*DIRECTIONS*.
Count the lines in the entries below that contain the string "surface", with case significant. Reply with the number alone.

** begin DATA PROVIDED **

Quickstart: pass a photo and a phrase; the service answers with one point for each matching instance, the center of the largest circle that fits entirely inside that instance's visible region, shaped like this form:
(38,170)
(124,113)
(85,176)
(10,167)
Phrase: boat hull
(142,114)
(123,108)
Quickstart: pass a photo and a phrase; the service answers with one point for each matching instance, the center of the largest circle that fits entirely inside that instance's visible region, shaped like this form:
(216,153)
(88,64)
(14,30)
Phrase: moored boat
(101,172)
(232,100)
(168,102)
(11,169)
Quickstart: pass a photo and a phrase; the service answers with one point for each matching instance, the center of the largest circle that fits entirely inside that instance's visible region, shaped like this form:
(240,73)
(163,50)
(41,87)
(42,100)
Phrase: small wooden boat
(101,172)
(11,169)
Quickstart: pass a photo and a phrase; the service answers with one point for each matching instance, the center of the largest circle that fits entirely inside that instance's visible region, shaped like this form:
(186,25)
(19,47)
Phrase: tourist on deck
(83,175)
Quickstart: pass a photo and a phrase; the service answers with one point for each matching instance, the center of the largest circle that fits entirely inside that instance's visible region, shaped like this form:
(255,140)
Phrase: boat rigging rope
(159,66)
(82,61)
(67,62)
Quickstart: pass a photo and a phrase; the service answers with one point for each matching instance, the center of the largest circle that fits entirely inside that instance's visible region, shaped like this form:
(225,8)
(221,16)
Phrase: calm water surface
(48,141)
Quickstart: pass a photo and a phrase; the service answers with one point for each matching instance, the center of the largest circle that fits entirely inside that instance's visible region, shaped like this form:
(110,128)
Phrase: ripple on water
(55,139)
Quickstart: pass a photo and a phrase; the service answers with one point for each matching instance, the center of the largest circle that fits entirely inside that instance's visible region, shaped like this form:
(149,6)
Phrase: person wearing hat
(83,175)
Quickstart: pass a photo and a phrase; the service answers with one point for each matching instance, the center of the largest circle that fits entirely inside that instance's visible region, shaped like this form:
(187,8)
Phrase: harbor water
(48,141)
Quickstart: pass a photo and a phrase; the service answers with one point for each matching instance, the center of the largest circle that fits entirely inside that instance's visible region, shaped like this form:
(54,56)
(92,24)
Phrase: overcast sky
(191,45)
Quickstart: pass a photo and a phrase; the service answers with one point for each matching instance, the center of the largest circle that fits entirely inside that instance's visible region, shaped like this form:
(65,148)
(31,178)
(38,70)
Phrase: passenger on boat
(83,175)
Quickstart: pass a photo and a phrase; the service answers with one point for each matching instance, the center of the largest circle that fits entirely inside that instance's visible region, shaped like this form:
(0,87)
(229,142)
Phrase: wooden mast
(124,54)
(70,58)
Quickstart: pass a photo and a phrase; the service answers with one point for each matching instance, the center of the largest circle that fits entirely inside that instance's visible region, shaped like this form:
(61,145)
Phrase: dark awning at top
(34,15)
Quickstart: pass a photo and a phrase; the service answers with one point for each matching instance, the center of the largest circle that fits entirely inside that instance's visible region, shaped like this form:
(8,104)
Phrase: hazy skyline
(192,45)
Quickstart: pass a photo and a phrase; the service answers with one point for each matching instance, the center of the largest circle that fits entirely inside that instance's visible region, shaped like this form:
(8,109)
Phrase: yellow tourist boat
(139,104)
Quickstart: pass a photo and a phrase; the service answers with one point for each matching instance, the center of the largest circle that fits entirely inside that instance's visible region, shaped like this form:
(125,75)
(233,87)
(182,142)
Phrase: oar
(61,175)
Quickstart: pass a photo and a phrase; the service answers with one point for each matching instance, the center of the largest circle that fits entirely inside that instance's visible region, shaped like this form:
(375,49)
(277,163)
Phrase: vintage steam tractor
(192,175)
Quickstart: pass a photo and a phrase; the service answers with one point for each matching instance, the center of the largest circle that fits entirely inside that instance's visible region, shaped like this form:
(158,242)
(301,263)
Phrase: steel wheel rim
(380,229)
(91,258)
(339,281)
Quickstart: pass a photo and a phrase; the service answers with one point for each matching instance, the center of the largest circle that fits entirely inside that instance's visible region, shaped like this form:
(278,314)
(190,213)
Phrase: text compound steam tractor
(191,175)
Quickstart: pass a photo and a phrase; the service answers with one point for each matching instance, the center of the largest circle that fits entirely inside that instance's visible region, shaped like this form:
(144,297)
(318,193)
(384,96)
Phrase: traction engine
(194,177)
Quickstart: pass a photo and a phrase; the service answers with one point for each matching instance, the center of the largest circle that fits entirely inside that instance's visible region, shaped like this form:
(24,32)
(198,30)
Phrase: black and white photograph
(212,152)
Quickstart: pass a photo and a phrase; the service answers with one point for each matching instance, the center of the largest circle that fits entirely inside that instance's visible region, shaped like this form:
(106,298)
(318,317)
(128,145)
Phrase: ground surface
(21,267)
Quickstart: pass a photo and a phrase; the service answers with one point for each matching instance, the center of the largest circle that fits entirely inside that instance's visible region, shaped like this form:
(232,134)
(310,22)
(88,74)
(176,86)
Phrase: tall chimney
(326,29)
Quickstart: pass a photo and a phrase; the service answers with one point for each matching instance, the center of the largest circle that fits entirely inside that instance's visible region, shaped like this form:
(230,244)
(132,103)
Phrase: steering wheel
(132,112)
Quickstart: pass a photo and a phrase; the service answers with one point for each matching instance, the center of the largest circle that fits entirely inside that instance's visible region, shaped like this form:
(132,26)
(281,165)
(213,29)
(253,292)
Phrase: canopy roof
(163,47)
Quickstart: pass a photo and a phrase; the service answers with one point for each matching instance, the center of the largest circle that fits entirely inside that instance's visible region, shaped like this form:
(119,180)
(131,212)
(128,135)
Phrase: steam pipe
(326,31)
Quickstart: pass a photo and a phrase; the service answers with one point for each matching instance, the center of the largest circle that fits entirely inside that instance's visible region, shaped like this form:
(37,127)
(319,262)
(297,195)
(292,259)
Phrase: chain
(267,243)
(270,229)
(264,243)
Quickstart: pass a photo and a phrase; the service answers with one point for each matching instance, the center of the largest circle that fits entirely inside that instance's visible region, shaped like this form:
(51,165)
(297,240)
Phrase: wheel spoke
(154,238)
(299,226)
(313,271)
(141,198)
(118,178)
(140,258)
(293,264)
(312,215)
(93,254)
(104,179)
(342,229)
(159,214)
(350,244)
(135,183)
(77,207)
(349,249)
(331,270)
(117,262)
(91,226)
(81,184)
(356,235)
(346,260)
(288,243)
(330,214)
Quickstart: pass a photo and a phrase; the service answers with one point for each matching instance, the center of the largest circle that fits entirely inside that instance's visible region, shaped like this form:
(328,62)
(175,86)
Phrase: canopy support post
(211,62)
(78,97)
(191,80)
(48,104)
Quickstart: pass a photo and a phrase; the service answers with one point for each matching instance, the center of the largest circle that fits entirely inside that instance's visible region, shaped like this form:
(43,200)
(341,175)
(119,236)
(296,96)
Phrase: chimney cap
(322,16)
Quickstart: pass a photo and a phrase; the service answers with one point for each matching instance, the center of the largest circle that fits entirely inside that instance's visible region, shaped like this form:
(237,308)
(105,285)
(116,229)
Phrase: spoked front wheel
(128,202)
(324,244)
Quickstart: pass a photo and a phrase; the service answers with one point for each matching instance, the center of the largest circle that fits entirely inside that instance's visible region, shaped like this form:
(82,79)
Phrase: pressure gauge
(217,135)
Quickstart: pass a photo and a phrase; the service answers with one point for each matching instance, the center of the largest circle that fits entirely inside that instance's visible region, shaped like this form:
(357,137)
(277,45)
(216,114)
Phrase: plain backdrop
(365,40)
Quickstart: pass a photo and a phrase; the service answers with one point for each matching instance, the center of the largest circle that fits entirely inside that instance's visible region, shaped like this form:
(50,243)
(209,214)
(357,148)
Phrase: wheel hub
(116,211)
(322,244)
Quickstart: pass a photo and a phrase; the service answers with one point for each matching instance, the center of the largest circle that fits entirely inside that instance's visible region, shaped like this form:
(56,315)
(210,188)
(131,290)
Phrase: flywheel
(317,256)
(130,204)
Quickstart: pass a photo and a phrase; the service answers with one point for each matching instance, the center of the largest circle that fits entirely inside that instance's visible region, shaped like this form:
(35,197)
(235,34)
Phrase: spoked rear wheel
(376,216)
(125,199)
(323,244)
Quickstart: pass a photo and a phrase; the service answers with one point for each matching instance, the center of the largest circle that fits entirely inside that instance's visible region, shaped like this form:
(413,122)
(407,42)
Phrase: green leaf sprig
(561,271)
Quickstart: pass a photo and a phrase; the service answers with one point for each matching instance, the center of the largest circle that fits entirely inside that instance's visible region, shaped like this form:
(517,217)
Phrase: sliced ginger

** end DATA PROVIDED **

*THE OUTPUT*.
2